(Stored data entries)
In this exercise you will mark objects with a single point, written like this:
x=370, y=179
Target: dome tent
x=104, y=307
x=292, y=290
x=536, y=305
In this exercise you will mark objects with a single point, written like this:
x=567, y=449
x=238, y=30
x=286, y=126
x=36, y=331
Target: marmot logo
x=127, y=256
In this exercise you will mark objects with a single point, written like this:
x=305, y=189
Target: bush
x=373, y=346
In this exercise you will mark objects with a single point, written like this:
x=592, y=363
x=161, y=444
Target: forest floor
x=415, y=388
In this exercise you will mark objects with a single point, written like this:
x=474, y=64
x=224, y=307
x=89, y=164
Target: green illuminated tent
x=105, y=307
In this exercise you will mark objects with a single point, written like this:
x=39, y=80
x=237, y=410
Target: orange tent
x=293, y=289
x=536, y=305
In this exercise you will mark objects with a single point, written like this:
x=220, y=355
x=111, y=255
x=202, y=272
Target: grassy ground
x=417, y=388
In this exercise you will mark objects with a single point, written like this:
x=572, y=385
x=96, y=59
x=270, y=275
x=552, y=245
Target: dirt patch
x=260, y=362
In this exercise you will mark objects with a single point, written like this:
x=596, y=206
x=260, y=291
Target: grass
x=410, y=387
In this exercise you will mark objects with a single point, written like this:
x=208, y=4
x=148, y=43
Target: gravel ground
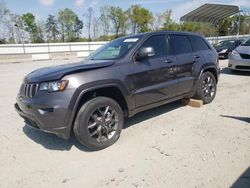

What you have to do: Take only the line containing "x=260, y=291" and every line after it to the end of the entries, and copy them exactly, pictures excluded.

Final answer:
x=260, y=291
Target: grass
x=410, y=387
In this exercise you will mark objects with a single point, written like this:
x=208, y=4
x=148, y=43
Target: gravel ground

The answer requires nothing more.